Page start
I wouldn't even think about it... They are meant to support weight on their corner posts, Not on their flat sides and roof.. It might work for 5-10-20 years, but eventually they will rust out and fail... 

You are building an investment.. Do it right the first time and it won't become a headache later in life... Cutting corners usually ends up costing more in the long run than doing it right the first time.


----------



## Muleman

Simi, Thanks for the input.

Like I said, throwing around ideas and this one popped up. I have found several people who have done such things and been successful. I am not sure in following their builds that they actually saved money or had a better setup, although maybe in some cases just as good maybe? The best I have seen have used several different methods to brace the weak spots. RR ties stood up around the side for example. However, this would prove to add substantial cost as the last ones I bought for corner post in my fencing last year were $12.00 each, and it would take a lot to go all the way around the container. 

So, I ran a few numbers. basically a 8'x20' container would cost about $1800.00 where I live, if I pick it up in Memphis, which is 3 hours away. Not a problem as I have the means to do so, but it would be a full day gone, which would have to be added to the construction time. Concrete building supplies are available locally. Then I would need Tar or another sealer for the outside (same as with concrete) and insulation (same as with concrete) So I could set it on the gravel, put insulation and RR ties around it and push the dirt back around it. Since I have no intention of covering the roof with dirt it would be a non-issue, I am done. The downside is it is smaller than the cabin (12'x24') so I will still need to block up for the foundation of the house to set on. In the end I do not think it would save much, probably cost the same or more as concrete, just might go in a tad quicker, but probably not over a day or two in all honesty.

SO now I have another question. Block walls or poured walls for a basement?? I have run the numbers and materials for the poured basement look to be around $2000.00 NOT INCLUDING THE COST OF FORMS!! That would be extra.

Pouring a floor then block walls and a concrete roof would be around the same in material and the only forms I would need would be for the roof. 

Anybody got opinions on poured basements as opposed to block basements?

I am planning 2 of these, one for the house and one for a canning shed the same size, so the forms for the walls could be reused.


----------



## sustainabilly

Have you estimated ICF walls? From what I've read, unless someone's trying to gouge you, $ for poured vs. ICF's is close enough to warrant a look see. Then, you have to figure in the insulation you get that's part of ICF's. That would cost you more on top of a poured or block basement. If moisture is a concern, the thermal breaks on the ext. and int. inherent in ICF's will go a long way towards fixing that. There's a product called fast foot that will isolate the footings from the ground if you want even more moisture proofing/thermal break. Regulating any temp/moisture fluctuations via passive means results in less energy usage for fans or dehumidifiers.
Page end
Collected material start
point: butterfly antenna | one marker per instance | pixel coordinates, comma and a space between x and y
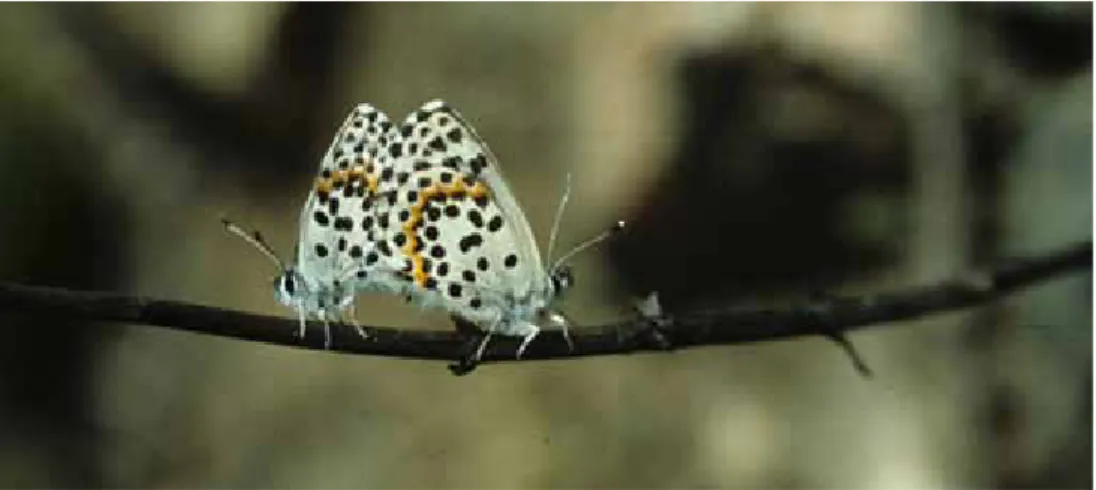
559, 216
601, 237
255, 239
Collected material end
Problem details.
In the forum thread, why does the first reply advise against the container idea? Answer in one to three sentences.

Solved exercise.
Containers are built to carry weight on their corner posts, not on their flat sides and roof. It might work for 5 to 20 years, but eventually they will rust out and fail.